- Interactive map of Muscoy
- Muscoy Location in the United States
- Coordinates: 34°09′15″N 117°20′39″W﻿ / ﻿34.15417°N 117.34417°W
- Country: United States
- State: California
- County: San Bernardino

Area
- • Total: 3.041 sq mi (7.876 km^{2})
- • Land: 3.041 sq mi (7.876 km^{2})
- • Water: 0 sq mi (0.000 km^{2}) 0%
- Elevation: 1,388 ft (423 m)

Population (2020)
- • Total: 10,719
- • Density: 3,525/sq mi (1,361/km^{2})
- Time zone: UTC−8 (Pacific)
- • Summer (DST): UTC−7 (PDT)
- ZIP code: 92407
- Area code: 909
- FIPS code: 06-50132
- GNIS feature ID: 1652756

= Muscoy, California =

Muscoy is a census-designated place (CDP) in the Inland Empire region of San Bernardino County, California, United States. The population was 10,719 at the 2020 census, up from 10,644 at the 2010 census. Muscoy shares ZIP code 92407 with the communities of Verdemont, Devore Heights, Rosena Ranch and Arrowhead Farms in northwestern San Bernardino. Residents enjoy a semi-rural setting with large lots where they can raise horses and other livestock, nursery plants, and fruit trees. For this reason, much of Muscoy is included in the county Additional Agriculture (AA) overlay, which specifies the types and quantities of animals that may be kept on each parcel. A distinctive feature of Muscoy life today is motor vehicles and equestrians sharing the roadways.

==========

* TASKS TO CARRY OUT
- 1) Retype the Muscoy passage word for word, beginning with the words containing "- Interactive map" and ending with "1,388 ft (423 m)".
- 2) Find each line of the rows below that contains the word "street", and copy those lines out.

* Dataset items

==========

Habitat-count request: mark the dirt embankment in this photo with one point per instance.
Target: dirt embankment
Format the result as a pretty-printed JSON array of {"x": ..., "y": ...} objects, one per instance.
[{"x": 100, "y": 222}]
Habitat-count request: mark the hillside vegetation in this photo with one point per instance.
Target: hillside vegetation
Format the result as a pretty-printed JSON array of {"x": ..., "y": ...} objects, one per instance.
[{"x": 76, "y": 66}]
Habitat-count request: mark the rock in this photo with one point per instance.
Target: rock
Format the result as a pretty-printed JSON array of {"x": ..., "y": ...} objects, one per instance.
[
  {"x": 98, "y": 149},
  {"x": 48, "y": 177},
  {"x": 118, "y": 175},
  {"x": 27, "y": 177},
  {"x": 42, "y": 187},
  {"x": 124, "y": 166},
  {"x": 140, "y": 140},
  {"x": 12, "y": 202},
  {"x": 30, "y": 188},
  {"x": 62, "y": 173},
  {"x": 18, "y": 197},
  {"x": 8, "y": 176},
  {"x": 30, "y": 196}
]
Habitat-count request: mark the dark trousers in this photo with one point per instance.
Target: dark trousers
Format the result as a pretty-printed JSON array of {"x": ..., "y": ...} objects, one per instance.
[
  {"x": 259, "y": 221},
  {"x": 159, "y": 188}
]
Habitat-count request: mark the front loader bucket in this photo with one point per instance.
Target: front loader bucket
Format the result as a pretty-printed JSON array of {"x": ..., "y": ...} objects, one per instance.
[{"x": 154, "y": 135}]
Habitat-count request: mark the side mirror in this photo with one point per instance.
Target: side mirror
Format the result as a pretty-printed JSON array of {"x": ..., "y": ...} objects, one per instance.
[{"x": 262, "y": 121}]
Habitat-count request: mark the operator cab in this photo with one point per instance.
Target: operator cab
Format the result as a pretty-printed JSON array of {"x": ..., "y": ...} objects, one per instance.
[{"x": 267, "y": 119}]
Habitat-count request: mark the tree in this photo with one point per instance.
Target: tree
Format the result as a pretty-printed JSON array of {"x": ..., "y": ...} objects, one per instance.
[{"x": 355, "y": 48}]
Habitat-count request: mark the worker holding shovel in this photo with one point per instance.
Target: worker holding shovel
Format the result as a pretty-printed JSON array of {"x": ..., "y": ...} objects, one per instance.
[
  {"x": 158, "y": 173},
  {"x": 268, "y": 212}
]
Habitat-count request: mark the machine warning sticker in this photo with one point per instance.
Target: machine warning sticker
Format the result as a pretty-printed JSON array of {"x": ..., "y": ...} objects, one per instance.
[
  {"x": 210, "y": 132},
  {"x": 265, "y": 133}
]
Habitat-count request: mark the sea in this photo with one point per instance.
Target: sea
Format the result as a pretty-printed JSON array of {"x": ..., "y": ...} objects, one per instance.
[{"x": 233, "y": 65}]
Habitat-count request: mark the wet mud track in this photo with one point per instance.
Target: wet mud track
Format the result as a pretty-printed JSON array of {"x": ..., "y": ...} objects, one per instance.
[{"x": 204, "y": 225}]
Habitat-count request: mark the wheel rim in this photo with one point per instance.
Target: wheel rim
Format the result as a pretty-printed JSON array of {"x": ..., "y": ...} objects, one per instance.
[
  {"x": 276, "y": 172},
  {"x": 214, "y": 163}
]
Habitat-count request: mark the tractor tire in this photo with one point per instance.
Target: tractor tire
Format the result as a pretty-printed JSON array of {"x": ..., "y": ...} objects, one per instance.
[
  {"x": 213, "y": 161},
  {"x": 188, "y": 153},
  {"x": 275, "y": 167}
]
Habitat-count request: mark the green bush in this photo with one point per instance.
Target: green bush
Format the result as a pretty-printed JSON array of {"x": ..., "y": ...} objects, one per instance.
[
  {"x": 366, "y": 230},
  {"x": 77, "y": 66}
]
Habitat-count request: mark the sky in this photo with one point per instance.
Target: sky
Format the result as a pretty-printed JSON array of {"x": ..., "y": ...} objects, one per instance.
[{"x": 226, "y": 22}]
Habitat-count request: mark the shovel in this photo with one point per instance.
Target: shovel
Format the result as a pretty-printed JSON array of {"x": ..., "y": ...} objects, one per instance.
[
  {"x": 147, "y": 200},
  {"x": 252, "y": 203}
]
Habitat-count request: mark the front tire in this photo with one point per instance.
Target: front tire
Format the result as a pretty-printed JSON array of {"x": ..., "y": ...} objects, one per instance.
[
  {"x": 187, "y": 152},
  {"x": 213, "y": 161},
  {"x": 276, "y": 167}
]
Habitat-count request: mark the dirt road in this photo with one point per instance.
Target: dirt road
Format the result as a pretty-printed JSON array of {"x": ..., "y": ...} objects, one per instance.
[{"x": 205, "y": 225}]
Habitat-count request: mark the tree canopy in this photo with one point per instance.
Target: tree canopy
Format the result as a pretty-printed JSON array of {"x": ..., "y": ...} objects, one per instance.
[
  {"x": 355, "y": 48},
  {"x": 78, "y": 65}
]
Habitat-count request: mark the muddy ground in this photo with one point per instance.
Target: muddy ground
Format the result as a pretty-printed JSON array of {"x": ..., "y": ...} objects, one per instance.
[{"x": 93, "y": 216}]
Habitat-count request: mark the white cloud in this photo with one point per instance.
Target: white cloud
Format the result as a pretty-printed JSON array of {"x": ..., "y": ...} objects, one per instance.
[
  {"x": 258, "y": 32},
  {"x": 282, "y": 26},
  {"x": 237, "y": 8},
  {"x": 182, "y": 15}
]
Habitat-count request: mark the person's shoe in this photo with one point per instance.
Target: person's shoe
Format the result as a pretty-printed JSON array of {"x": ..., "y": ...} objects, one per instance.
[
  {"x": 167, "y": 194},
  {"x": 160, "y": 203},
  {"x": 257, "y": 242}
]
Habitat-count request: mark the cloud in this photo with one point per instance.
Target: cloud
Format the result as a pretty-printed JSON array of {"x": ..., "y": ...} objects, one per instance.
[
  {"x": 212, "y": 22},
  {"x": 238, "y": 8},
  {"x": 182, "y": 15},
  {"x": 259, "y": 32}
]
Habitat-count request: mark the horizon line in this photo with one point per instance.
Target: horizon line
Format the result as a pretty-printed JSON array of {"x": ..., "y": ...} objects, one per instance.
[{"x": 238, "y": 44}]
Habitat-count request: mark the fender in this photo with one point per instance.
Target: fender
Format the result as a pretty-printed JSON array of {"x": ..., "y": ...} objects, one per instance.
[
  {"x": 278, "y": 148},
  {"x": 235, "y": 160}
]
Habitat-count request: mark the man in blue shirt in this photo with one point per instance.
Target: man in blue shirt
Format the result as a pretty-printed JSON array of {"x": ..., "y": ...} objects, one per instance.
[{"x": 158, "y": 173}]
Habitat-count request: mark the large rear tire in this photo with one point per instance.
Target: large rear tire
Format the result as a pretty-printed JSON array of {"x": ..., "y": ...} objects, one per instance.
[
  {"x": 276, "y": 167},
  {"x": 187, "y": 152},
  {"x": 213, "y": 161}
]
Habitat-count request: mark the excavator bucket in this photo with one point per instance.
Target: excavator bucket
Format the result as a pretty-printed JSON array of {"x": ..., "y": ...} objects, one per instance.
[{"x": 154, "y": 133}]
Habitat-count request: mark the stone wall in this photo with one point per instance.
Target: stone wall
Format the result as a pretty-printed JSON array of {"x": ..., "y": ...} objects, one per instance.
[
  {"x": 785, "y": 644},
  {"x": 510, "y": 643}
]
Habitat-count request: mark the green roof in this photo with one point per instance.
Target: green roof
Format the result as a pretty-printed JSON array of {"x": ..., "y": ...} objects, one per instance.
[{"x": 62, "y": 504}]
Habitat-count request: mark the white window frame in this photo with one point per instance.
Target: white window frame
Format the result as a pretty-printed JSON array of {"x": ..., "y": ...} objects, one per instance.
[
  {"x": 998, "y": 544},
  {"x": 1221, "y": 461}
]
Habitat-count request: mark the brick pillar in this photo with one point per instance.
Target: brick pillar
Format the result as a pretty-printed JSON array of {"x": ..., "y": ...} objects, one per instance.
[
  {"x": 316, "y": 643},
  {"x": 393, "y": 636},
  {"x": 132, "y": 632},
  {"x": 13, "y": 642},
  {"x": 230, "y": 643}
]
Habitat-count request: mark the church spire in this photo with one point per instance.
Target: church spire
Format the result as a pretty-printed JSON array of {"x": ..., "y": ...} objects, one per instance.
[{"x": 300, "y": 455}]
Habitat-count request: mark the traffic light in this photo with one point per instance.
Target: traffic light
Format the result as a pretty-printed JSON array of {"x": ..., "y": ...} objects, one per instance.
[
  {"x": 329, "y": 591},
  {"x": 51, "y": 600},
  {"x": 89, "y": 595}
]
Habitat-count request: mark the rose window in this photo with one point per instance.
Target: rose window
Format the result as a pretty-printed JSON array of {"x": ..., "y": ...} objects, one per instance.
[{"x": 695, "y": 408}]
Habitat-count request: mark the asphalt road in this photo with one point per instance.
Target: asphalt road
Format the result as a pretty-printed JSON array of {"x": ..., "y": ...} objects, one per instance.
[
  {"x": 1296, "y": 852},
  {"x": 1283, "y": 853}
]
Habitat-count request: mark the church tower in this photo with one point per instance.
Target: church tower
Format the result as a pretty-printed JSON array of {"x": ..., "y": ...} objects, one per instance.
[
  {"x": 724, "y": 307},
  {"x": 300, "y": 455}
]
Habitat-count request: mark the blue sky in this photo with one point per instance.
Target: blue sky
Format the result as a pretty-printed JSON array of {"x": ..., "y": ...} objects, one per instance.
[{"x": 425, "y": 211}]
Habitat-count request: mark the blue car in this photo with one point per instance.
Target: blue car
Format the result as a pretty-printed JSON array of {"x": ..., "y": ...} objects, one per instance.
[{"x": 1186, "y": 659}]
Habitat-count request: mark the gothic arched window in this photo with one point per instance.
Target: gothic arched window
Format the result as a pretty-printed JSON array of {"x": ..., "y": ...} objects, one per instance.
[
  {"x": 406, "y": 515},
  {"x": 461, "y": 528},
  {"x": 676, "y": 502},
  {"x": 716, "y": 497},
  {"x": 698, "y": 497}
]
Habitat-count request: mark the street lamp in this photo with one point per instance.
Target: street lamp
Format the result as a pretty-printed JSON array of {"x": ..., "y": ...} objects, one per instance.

==========

* SOLUTION LIST
- 1)
- Interactive map of Muscoy
- Muscoy Location in the United States
- Coordinates: 34°09′15″N 117°20′39″W﻿ / ﻿34.15417°N 117.34417°W
- Country: United States
- State: California
- County: San Bernardino

Area
- • Total: 3.041 sq mi (7.876 km^{2})
- • Land: 3.041 sq mi (7.876 km^{2})
- • Water: 0 sq mi (0.000 km^{2}) 0%
- Elevation: 1,388 ft (423 m)

- 2)
Habitat-count request: mark the street lamp in this photo with one point per instance.
Target: street lamp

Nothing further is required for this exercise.